**WORK TO BE COMPLETED**:
Extract every line in the records below that contains the string "shirt", matching case exactly.

**DATA SHOWN**:

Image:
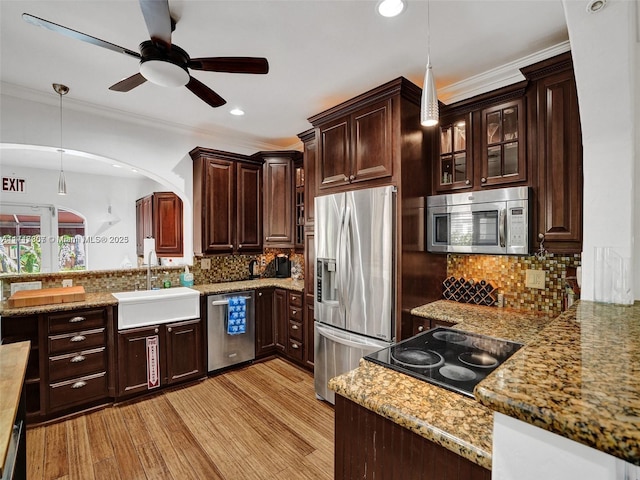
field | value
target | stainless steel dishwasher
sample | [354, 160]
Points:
[226, 347]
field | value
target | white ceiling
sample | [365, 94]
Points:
[320, 53]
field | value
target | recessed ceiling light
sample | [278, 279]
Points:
[596, 5]
[390, 8]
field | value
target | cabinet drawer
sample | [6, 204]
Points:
[295, 313]
[77, 364]
[77, 391]
[74, 342]
[295, 330]
[68, 322]
[295, 299]
[295, 349]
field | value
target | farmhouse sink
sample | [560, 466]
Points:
[150, 307]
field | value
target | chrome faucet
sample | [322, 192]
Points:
[149, 277]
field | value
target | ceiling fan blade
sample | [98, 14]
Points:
[128, 83]
[54, 27]
[158, 19]
[231, 64]
[205, 93]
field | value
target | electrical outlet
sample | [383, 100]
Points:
[535, 278]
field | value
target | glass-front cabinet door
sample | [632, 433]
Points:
[454, 162]
[503, 144]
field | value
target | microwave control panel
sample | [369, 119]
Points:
[517, 227]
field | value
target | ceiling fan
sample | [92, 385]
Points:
[162, 62]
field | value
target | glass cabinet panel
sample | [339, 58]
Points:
[503, 151]
[454, 159]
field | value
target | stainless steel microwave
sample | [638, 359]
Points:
[490, 222]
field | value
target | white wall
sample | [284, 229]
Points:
[89, 196]
[605, 53]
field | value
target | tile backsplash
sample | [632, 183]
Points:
[223, 268]
[508, 273]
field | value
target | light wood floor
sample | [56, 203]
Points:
[258, 422]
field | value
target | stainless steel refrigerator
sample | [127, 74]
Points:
[354, 280]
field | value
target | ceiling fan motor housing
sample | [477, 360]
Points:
[165, 66]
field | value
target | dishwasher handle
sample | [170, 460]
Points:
[225, 302]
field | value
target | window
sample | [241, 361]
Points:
[34, 240]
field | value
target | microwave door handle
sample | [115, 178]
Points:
[502, 221]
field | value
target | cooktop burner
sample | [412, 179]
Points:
[449, 358]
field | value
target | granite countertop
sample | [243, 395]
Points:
[458, 423]
[580, 379]
[105, 299]
[13, 366]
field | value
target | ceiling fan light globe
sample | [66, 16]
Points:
[163, 73]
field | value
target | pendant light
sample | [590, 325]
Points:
[429, 105]
[62, 183]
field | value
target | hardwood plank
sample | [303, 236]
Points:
[99, 440]
[35, 452]
[184, 457]
[107, 469]
[80, 462]
[124, 451]
[56, 464]
[152, 462]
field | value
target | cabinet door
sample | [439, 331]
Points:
[167, 216]
[132, 359]
[249, 208]
[334, 163]
[184, 355]
[281, 318]
[560, 164]
[372, 150]
[218, 220]
[278, 191]
[454, 168]
[265, 331]
[502, 133]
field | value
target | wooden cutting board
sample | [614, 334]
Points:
[46, 296]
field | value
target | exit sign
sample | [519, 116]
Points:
[13, 184]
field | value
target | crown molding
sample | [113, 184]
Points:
[495, 78]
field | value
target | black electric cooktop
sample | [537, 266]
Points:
[450, 358]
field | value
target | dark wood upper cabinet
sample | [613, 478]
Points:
[558, 151]
[309, 168]
[227, 202]
[355, 143]
[159, 215]
[280, 197]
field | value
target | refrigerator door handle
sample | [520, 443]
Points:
[338, 339]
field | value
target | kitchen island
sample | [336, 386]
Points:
[577, 377]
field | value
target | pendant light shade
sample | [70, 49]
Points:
[62, 182]
[429, 112]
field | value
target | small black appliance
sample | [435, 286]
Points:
[283, 266]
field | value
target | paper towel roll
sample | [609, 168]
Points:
[149, 247]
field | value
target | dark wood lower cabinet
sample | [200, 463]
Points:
[369, 446]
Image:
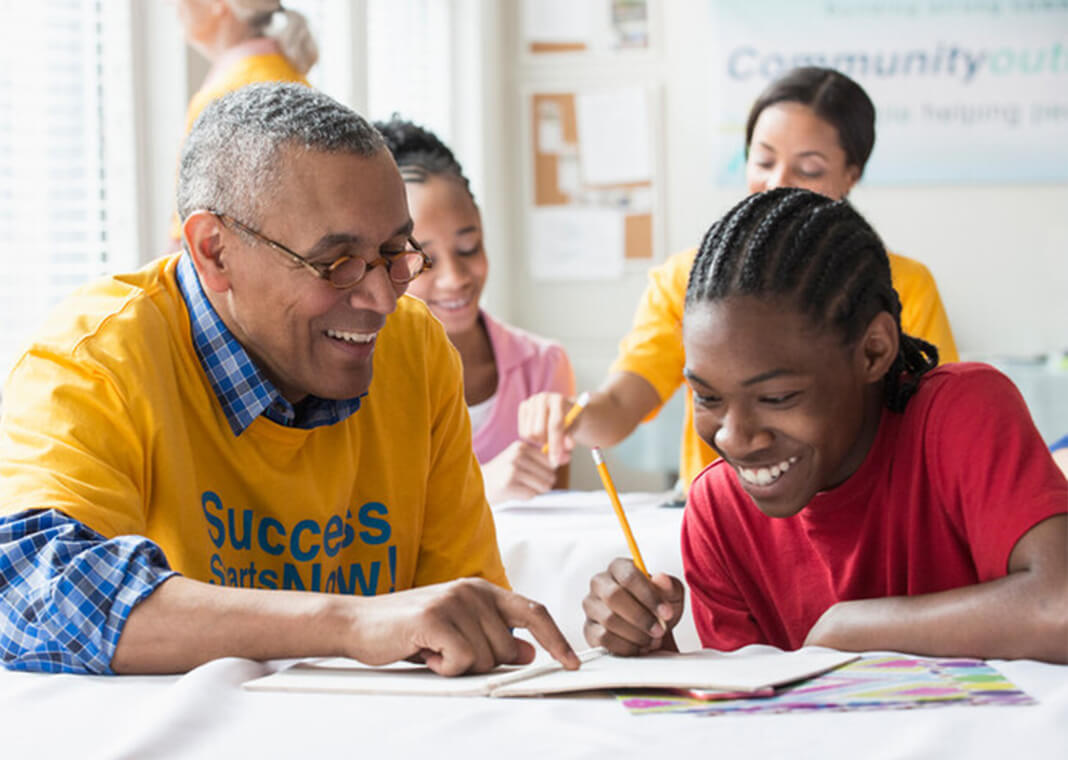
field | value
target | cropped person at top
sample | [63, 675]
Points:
[257, 447]
[813, 128]
[503, 365]
[246, 42]
[865, 499]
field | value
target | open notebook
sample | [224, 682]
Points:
[705, 670]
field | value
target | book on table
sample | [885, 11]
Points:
[707, 671]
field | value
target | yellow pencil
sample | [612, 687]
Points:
[614, 496]
[580, 404]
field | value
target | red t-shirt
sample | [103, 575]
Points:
[948, 488]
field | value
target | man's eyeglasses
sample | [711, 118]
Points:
[346, 271]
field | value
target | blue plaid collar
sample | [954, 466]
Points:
[241, 389]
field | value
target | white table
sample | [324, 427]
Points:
[550, 554]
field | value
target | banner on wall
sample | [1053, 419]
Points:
[966, 91]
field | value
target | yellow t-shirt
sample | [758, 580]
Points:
[653, 349]
[110, 418]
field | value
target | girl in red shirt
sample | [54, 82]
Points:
[865, 500]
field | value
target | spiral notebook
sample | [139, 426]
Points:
[705, 670]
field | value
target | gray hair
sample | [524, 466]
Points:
[232, 159]
[293, 35]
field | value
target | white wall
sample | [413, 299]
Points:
[1000, 254]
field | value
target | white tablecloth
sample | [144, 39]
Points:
[550, 553]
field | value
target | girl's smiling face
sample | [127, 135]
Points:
[794, 147]
[449, 228]
[790, 408]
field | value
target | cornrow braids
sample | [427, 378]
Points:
[820, 254]
[419, 153]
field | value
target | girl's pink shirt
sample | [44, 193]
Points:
[525, 364]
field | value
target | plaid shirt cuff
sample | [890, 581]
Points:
[67, 591]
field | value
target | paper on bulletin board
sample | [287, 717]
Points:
[576, 243]
[583, 161]
[613, 137]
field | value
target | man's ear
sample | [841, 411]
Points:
[878, 347]
[203, 235]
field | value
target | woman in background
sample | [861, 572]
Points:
[502, 364]
[246, 42]
[814, 128]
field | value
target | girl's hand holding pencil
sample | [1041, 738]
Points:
[630, 613]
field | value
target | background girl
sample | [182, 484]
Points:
[865, 497]
[502, 364]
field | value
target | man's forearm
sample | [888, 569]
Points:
[185, 623]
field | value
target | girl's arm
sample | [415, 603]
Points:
[1023, 615]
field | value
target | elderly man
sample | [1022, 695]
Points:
[195, 462]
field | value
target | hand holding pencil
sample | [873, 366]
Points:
[628, 612]
[546, 420]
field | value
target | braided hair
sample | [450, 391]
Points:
[821, 255]
[419, 153]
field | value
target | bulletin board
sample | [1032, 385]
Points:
[592, 155]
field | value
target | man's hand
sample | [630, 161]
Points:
[518, 472]
[630, 614]
[456, 628]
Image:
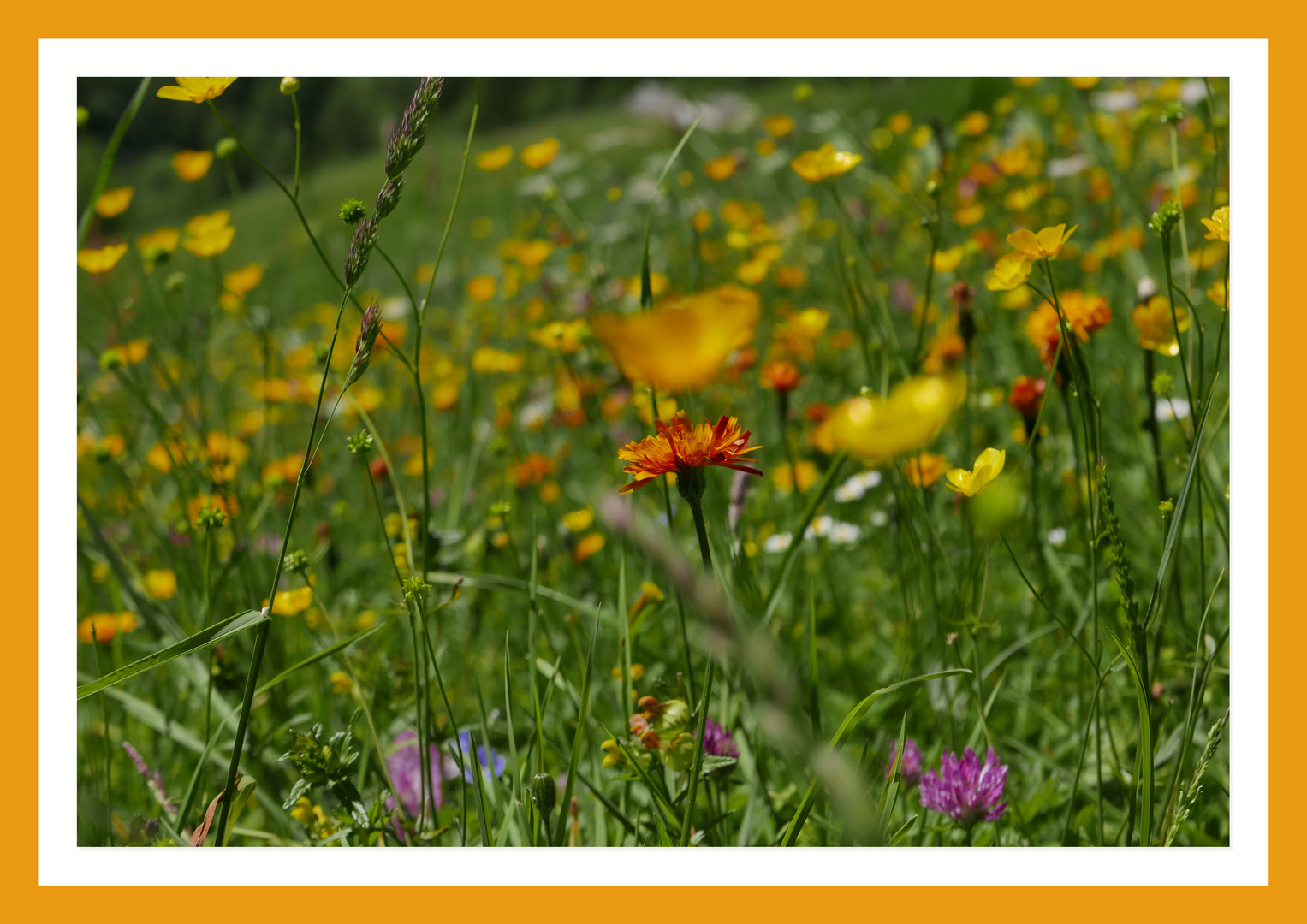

**WRITTEN SOLUTION**:
target | red t-shirt
target | yellow t-shirt
target | girl in red shirt
target | girl's pink shirt
target | plaid shirt cuff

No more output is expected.